Excerpted passage:
----------------------------------------

The "Reel" Elvis
Jay Lustig -January 26, 2004
For $495, you can own a piece of rock history -- maybe...
Tomorrow in New York, 2 inches of chocolate-brown recording tape will be cut off a decades-old
reel. And a rock 'n' roll artifact will be turned into a collectible.
The reel will eventually produce hundreds, maybe thousands of 2-inch segments,
which will be placed in Lucite holders that will help preserve them. The holders will
then be mounted on plaques, which will be sold for $495 each.
Michael Esposito, president of Master Tape Collection, the Bloomfield-based company
that owns the tape and will market the plaques through its Web site (www.elvismastertape.com),
claims it's an original tape of 10 Elvis Presley performances from the landmark 1954-55 "Sun
Sessions." Most significantly, the reel contains "That's All Right," Presley's feverish
version of Arthur Crudup's blues song became his first hit, and set the rock 'n'
roll revolution in motion.
This project has been officially licensed by Elvis Presley Enterprises, which manages
The King's estate. But its validity is also being questioned.
"We possess the original tape, and beyond that we can't comment," said a spokesperson
for RCA Records.
Presley expert Ernst Mikael Jorgensen also said RCA has, on a number
of different reels, the original masters for all the MTC songs (including "Mystery
Train," "Trying To Get To You" and "Blue Moon of Kentucky").
RCA bought them from Sam Phillips -- who owned Presley's first record company, Sun -
in 1955. And they have been in RCA's possession since then, said Jorgensen, an RCA
consultant who has worked as a producer, mixer and liner-note writer on dozens of
Presley reissues and compilations, including 1999's "Sunrise" (a collection of Presley
recordings from 1953-55), 2002's "Elvis: 30 #1 Hits" and last year's "2nd To None."
In a phone interview from his office in Denmark, Jorgensen said he didn't doubt
MTC has "something that contains outtakes and possibly masters of Elvis' Sun
recordings. But if I find a tape recorder and run a tape for you, you will
also have outtakes and masters from Sun. So it is our thinking that what they
have is a copy, but we can in no way prove that's the case, since we don't have the tape."
For this kind of project, the importance of authenticity cannot be overstated.
For the plaques to justify the $495 price tag, there has to be no question the
tape segments were in the studio with Presley, capturing history as it was being made.
Esposito hired Tony Bongiovi (the founder of the New York recording studio The Power
Station, the producer of albums by artists including The Ramones and Aerosmith, and
a cousin of Jon Bon Jovi) to examine the tape. Esposito also contacted Jorgensen,
who sent him copies of what RCA had in its vaults.
Working with two other audio experts, Bongiovi compared the two sets of recordings.
They came to the conclusion that while MTC had no performances RCA didn't have, it had
rawer versions of the songs -- i.e., the songs before reverb and other effects had been
added. There was also the kind of between-song banter that is often heard on an original
tape. They concluded the tape was, therefore, the original.
Jorgensen is unswayed by their report.
"There is no reverb on our tapes other than what Sam used in the actual recording
session - he had a device to do that," he said. "And there is certainly talk in
between (songs) on the tapes that we have. In (MTC's) conversations with me, they
have never been able to describe an element that I don't recognize on our original tapes."
Even Esposito admits there is a chance his tape could be a copy.

----------------------------------------

(Rows from a pointing dataset)
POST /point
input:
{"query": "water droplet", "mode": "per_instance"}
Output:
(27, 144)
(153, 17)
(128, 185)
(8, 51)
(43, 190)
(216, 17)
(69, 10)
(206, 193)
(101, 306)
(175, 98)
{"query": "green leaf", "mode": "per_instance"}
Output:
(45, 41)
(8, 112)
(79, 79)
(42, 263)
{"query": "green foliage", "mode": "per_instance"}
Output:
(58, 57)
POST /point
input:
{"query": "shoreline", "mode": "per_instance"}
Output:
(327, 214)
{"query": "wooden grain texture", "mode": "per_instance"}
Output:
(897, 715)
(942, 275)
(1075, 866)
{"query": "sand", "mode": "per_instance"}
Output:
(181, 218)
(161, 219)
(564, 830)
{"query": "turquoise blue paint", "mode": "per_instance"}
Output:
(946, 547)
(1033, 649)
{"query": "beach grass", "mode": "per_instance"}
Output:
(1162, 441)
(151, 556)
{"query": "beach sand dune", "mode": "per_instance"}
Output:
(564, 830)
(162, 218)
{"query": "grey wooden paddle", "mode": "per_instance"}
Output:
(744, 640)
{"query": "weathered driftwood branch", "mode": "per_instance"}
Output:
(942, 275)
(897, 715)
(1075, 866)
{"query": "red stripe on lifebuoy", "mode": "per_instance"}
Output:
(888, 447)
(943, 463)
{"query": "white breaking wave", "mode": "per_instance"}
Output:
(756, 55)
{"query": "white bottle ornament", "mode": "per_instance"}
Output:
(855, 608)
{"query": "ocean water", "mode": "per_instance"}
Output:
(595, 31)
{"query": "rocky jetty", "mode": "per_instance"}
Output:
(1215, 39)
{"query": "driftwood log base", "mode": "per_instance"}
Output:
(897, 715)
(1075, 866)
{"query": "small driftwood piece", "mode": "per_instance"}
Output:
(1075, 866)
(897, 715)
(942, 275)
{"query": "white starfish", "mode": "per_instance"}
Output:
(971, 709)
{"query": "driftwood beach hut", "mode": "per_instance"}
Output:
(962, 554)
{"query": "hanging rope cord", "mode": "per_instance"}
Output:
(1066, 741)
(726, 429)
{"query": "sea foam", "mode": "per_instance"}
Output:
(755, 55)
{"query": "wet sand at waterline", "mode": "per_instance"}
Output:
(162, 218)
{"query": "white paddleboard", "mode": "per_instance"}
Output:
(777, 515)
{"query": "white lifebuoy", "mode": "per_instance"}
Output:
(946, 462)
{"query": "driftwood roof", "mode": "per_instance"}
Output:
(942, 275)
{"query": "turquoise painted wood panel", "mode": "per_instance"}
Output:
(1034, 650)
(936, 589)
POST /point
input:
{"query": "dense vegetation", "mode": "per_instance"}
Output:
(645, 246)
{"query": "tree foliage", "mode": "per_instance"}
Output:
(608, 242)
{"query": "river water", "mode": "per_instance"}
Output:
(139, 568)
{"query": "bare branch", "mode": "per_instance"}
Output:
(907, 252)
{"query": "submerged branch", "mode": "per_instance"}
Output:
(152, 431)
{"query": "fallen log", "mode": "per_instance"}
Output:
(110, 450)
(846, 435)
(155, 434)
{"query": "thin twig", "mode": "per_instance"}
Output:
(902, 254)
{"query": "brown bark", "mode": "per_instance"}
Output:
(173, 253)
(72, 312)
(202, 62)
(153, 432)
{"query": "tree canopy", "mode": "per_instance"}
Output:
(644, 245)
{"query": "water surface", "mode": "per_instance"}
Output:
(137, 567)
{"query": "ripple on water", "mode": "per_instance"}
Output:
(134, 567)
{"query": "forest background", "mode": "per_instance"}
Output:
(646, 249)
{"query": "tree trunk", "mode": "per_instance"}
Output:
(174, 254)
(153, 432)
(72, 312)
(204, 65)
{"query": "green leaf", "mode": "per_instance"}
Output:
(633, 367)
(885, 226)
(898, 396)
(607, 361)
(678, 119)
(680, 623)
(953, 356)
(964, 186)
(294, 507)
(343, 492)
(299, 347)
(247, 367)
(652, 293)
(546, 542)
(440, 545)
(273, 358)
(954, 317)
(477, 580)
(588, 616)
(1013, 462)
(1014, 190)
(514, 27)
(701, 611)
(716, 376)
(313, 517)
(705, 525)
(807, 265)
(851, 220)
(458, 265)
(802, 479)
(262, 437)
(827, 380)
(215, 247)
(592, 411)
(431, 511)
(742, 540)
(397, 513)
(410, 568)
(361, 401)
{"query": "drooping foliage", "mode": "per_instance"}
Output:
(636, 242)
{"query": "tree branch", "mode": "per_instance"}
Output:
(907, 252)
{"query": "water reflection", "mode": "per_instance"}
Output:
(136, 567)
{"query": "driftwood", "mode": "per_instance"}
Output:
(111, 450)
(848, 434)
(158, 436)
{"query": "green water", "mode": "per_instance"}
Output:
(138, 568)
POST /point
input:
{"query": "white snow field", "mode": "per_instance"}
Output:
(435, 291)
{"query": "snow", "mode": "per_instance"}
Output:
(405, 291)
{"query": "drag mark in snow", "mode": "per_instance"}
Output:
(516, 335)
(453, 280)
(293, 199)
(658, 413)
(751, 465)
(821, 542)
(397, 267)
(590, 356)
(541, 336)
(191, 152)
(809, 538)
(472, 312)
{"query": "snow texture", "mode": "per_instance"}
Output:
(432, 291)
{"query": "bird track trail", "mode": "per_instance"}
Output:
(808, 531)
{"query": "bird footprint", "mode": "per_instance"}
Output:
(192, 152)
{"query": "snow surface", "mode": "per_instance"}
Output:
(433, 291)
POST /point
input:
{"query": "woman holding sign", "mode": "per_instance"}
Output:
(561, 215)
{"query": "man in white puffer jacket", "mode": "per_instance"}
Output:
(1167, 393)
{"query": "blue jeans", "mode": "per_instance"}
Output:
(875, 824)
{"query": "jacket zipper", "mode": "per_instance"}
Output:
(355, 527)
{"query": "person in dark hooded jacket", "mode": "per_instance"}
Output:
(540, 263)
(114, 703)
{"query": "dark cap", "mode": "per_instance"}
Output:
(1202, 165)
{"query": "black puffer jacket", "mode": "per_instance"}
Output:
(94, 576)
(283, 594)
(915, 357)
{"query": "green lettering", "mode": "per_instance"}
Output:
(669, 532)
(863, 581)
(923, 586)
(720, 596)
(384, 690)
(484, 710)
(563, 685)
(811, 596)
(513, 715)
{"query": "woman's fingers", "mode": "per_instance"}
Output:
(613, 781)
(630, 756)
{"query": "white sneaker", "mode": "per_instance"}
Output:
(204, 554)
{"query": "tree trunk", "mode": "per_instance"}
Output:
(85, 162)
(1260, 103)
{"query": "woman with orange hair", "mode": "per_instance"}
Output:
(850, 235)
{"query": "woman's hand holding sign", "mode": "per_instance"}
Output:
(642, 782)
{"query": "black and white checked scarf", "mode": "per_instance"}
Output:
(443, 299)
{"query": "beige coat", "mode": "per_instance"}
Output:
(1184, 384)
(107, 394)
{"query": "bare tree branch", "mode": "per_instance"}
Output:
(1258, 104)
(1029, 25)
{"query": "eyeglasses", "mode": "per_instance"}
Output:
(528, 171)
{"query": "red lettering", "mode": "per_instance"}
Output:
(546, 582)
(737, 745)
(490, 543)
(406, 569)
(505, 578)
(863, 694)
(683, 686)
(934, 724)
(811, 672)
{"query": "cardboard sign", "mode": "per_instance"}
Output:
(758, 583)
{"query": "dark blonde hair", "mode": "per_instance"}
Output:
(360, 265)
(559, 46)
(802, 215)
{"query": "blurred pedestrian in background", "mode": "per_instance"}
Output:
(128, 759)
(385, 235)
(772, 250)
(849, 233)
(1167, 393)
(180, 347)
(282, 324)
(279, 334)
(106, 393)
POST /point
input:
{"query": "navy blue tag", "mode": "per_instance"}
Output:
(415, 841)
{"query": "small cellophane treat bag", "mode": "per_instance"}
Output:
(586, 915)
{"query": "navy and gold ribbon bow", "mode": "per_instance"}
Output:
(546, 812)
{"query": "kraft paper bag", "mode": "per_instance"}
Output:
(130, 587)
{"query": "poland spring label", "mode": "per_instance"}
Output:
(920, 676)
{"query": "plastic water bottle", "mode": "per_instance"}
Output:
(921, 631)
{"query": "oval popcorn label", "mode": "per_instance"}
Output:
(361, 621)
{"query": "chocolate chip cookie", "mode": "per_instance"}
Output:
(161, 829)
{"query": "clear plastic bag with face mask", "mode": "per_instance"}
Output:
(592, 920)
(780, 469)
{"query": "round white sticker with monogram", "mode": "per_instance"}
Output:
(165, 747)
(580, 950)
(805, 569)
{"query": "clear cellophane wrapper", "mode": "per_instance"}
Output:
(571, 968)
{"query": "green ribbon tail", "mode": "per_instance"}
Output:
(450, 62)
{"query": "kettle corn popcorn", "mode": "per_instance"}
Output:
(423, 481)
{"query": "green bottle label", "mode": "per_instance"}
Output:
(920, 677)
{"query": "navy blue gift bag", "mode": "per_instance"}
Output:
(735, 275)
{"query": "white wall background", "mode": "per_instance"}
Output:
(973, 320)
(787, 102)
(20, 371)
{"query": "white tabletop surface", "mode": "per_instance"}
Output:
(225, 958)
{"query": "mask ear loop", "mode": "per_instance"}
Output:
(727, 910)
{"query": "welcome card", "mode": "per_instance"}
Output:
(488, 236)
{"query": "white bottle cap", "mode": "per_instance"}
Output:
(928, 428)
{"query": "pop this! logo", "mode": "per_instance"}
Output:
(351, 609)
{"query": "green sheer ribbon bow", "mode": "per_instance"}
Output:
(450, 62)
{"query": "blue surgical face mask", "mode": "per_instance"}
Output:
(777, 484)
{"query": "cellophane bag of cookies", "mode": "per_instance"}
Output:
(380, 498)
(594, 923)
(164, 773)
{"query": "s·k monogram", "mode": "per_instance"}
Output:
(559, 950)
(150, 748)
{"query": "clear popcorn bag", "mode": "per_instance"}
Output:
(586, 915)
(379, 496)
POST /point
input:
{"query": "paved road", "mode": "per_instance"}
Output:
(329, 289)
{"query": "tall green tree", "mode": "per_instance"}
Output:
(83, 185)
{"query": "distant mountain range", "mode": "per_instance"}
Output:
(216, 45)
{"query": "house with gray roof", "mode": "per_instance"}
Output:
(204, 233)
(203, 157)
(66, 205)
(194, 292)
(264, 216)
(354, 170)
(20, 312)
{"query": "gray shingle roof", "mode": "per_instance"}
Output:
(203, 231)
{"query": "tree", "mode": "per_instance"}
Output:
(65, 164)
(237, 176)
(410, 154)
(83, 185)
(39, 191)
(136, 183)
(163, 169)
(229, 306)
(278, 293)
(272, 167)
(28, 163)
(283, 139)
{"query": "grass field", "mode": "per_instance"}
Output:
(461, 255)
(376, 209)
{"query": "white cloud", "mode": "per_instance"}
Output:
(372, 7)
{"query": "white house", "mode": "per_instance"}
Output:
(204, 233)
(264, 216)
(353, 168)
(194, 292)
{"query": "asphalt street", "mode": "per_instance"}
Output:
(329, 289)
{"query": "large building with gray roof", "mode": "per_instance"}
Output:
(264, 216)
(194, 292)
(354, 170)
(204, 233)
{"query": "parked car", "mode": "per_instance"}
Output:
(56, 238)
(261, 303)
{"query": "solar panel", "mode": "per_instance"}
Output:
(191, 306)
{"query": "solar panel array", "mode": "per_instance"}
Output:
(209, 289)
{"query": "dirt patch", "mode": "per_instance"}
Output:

----------------------------------------

Given task A:
Answer these questions using the Elvis tape article:
(i) What price will each plaque sell for?
(ii) In what year did RCA buy the recordings from Sam Phillips?
(iii) In what country is Jorgensen's office?
Given task B: Carry on the Elvis tape article from its final sentence onward.

Task result A:
(i) $495
(ii) 1955
(iii) Denmark

Task result B:
"It's possible, but not highly probable," he said. "You have to keep in mind that
this was Elvis Presley, pre-Elvis Presley. It was 1954. He didn't have a hit. He
didn't know what he was about to see happen with 'That's All Right,' where it shot
up on the Memphis charts to No. 3 in three or four weeks.
"We've asked the question of studio owners: Would they have off-handedly made five or
six copies of this? No. The cost of the tapes was too expensive."
Pete Davidson, senior licensing manager at Elvis Presley Enterprises, said he believes
Bongiovi's analysis was "very thorough." As a licensee, MTC can use Presley's name and
photo on its plaques. Elvis Presley Enterprises will receive an undisclosed amount of
money, as well as the first plaque that is made.
Davidson said he had only a "very limited conversation" with Jorgensen about the tape.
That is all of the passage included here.